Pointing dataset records
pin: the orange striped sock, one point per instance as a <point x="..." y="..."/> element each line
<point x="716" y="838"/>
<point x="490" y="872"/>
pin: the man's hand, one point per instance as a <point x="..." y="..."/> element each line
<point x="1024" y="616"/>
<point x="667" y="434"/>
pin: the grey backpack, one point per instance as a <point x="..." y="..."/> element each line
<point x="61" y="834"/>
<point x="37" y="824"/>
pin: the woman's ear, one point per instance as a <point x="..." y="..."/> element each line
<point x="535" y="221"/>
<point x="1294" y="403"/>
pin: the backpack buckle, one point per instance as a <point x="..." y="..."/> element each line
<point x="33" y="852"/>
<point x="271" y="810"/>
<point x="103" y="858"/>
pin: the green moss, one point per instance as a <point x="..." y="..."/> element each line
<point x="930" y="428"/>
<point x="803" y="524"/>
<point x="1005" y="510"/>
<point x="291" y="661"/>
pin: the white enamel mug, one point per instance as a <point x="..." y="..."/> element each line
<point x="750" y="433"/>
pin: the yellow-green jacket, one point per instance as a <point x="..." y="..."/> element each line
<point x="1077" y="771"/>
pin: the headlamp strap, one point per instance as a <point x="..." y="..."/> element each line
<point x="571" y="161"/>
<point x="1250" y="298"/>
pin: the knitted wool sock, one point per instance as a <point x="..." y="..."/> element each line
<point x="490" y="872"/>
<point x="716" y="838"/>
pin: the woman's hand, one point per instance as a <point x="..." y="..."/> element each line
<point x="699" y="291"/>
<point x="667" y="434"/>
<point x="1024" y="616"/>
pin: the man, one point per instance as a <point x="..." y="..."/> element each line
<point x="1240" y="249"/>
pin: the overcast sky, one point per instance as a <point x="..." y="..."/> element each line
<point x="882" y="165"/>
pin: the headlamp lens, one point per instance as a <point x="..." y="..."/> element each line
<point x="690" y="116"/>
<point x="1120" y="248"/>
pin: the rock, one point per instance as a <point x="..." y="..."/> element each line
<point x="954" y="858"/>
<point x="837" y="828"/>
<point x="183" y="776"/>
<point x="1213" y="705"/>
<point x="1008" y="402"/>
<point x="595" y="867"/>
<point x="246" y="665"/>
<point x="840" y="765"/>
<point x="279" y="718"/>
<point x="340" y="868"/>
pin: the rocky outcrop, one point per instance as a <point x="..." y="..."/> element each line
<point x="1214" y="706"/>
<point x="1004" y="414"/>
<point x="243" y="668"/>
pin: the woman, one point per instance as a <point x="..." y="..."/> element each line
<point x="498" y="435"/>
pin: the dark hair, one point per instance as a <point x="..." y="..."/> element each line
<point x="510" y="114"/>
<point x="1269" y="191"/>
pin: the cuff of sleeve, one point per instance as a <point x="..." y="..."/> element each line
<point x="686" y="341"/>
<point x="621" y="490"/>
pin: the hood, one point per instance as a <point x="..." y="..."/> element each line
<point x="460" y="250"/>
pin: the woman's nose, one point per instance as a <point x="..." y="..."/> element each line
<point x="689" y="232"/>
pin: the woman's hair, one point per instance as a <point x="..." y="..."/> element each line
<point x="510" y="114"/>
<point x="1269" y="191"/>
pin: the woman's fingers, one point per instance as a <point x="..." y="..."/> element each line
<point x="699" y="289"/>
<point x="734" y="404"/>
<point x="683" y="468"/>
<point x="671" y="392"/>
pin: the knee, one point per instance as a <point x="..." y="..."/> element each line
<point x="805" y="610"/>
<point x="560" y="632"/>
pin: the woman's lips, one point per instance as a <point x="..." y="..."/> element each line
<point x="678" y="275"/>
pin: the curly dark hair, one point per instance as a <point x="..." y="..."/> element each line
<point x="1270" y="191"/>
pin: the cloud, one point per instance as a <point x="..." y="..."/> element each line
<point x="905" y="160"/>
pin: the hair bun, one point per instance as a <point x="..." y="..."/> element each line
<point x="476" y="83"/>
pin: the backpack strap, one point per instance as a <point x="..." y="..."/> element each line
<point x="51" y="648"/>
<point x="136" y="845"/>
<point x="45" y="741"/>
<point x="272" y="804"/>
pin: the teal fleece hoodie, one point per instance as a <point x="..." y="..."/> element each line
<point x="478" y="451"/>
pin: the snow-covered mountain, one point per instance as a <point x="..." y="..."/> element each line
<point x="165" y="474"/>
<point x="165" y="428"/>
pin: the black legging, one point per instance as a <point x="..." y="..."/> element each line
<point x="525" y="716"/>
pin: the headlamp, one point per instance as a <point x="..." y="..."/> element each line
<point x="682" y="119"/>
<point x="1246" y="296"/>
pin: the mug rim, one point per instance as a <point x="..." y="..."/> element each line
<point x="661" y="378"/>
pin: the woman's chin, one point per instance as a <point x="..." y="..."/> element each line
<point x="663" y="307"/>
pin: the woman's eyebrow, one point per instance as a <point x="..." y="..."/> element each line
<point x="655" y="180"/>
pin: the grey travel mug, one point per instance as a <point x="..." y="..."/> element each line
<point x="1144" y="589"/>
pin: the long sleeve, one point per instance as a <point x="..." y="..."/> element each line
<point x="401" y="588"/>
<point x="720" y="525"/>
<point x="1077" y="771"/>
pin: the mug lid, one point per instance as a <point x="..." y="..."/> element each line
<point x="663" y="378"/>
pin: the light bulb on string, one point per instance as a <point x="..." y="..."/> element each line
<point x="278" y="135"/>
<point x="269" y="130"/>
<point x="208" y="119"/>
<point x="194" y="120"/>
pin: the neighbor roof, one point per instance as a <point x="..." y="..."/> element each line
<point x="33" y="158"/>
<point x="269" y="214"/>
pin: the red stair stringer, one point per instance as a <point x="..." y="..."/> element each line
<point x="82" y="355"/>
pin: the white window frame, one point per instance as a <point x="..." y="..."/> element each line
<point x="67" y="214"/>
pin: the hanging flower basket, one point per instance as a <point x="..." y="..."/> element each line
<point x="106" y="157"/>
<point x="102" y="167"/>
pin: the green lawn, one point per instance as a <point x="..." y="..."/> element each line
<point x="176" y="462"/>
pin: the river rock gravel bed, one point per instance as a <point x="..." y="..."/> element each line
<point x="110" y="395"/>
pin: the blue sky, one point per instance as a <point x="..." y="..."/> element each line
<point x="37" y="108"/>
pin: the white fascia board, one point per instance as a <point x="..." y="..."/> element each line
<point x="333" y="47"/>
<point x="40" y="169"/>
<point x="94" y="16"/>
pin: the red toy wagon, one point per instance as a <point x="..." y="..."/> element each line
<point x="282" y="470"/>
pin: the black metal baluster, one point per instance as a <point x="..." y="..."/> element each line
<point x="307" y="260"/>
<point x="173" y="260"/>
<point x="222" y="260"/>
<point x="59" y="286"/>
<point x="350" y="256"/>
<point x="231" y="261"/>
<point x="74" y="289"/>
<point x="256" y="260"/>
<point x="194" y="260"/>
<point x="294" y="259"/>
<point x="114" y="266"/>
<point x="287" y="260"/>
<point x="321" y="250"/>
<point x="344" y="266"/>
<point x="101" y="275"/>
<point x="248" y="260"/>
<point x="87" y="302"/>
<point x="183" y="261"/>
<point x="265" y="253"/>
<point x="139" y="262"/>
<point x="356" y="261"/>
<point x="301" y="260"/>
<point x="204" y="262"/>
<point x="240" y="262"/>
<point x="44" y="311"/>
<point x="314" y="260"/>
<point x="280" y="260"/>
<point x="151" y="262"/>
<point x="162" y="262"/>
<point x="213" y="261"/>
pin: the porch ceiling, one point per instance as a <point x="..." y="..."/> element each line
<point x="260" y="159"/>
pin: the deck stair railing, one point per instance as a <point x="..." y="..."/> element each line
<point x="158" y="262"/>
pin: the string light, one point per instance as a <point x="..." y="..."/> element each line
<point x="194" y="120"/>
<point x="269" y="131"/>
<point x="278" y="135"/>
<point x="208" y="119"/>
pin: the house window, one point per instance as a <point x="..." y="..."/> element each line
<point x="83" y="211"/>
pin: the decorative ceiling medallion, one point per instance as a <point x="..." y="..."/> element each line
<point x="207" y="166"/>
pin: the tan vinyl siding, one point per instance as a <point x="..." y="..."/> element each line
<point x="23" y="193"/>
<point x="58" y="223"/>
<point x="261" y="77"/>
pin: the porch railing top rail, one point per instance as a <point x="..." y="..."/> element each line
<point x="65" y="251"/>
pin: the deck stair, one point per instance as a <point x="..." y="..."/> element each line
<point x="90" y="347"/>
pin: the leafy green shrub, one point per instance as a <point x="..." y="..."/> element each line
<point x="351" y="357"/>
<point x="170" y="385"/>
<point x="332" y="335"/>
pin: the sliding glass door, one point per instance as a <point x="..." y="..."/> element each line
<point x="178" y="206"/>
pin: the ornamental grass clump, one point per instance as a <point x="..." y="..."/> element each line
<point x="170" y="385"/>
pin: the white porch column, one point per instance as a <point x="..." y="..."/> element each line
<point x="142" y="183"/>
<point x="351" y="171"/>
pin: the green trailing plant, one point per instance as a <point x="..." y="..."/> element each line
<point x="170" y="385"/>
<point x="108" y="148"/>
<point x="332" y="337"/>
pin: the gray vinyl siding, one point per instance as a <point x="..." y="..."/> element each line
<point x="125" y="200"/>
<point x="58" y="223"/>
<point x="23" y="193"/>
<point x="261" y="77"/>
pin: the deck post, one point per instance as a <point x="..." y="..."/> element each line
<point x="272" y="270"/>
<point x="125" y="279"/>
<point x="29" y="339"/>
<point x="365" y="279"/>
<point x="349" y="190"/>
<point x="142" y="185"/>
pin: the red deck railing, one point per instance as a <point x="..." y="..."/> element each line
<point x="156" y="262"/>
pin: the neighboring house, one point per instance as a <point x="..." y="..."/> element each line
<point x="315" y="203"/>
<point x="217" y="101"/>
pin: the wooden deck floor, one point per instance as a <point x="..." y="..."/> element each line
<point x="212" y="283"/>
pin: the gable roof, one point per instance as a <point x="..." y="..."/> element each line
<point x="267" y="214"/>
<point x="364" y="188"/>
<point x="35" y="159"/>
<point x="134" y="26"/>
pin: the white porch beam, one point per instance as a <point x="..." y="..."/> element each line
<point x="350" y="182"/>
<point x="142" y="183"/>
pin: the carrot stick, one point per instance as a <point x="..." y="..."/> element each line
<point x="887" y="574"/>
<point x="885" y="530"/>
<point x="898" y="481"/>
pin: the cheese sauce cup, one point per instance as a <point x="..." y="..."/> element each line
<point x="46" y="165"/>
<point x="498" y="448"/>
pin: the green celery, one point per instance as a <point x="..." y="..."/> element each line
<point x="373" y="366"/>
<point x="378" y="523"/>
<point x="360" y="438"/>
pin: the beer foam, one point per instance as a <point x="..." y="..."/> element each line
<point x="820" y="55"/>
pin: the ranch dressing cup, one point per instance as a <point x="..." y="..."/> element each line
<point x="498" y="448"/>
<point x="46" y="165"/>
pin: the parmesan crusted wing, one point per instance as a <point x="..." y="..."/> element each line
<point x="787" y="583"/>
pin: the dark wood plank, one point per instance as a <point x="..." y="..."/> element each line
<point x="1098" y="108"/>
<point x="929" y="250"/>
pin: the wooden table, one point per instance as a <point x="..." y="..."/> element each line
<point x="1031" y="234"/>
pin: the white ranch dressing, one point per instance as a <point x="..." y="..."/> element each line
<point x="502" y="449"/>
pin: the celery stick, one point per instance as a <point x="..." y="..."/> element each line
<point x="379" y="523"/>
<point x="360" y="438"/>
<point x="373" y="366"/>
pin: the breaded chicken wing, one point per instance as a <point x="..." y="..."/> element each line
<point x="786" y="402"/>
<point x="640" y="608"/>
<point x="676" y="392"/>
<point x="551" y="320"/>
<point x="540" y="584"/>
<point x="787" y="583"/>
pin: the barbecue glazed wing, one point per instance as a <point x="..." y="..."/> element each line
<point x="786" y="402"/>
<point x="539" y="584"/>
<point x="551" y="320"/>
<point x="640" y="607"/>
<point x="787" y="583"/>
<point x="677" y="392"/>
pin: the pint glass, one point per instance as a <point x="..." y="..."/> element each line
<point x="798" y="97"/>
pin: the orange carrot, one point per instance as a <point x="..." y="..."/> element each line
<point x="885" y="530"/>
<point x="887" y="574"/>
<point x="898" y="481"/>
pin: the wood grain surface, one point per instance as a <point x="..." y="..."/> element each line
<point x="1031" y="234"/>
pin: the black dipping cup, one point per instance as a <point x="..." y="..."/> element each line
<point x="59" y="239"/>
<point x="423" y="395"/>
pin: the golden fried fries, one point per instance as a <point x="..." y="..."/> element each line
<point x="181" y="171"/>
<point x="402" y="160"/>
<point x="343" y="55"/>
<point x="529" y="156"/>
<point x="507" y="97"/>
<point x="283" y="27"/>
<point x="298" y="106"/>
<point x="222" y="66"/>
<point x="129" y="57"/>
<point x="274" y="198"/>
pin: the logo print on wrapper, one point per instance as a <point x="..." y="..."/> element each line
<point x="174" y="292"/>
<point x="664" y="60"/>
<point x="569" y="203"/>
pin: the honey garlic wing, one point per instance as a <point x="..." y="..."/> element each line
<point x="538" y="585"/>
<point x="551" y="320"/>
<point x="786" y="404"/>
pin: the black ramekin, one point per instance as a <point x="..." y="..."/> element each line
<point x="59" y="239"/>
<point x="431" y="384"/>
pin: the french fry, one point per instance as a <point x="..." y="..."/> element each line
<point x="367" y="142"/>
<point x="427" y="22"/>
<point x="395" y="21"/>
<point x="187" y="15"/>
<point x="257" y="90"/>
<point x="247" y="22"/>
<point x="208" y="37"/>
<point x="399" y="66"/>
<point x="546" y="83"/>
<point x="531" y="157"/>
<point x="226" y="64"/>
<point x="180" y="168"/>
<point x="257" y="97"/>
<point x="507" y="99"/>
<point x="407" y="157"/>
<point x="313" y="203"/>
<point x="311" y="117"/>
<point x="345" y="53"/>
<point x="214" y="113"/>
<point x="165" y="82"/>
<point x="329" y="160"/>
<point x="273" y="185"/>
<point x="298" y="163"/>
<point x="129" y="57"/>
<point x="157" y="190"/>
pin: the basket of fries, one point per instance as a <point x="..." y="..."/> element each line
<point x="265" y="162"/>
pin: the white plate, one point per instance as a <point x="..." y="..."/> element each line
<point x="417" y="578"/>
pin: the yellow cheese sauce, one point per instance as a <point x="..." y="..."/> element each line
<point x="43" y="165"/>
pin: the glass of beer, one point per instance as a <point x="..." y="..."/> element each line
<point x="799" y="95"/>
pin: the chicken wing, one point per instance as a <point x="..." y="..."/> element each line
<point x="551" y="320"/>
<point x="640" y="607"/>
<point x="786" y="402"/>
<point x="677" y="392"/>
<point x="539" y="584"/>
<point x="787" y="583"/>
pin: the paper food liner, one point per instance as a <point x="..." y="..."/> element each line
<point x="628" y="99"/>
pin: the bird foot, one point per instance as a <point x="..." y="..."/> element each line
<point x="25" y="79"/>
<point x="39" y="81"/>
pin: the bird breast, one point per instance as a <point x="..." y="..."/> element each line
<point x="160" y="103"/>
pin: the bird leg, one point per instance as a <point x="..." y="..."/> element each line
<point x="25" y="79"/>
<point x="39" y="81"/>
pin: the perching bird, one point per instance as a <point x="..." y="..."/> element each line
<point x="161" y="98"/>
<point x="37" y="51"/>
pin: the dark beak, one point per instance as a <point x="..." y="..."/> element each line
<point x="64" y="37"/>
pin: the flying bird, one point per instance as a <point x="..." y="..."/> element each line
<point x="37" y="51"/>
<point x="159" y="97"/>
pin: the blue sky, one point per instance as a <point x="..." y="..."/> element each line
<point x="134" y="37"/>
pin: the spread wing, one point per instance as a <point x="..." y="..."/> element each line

TASK DESCRIPTION: Return exactly the lines from the one containing "pin: the chicken" through the last line of the records above, both included, and nothing else.

ANSWER TO THE EXERCISE:
pin: the chicken wing, one point per instance as a <point x="..." y="..."/> element each line
<point x="551" y="320"/>
<point x="640" y="607"/>
<point x="786" y="402"/>
<point x="677" y="392"/>
<point x="539" y="584"/>
<point x="787" y="583"/>
pin: the paper food liner, one point per instance as a <point x="..." y="..."/> element each line
<point x="628" y="99"/>
pin: the bird foot, one point per instance as a <point x="..." y="..."/> element each line
<point x="25" y="79"/>
<point x="39" y="81"/>
pin: the bird breast, one point per instance as a <point x="..." y="..."/> element each line
<point x="160" y="103"/>
pin: the bird leg, one point per instance as a <point x="..." y="..."/> element each line
<point x="25" y="79"/>
<point x="39" y="81"/>
pin: the perching bird, one point per instance as a <point x="..." y="..."/> element each line
<point x="161" y="98"/>
<point x="37" y="51"/>
pin: the dark beak, one point per instance as a <point x="..." y="..."/> element each line
<point x="64" y="37"/>
pin: the flying bird, one point per instance as a <point x="..." y="..."/> element each line
<point x="37" y="51"/>
<point x="159" y="97"/>
pin: the blue sky, one point per instance as a <point x="..." y="..."/> element each line
<point x="134" y="37"/>
pin: the spread wing, one point per instance as a <point x="..." y="..."/> element each line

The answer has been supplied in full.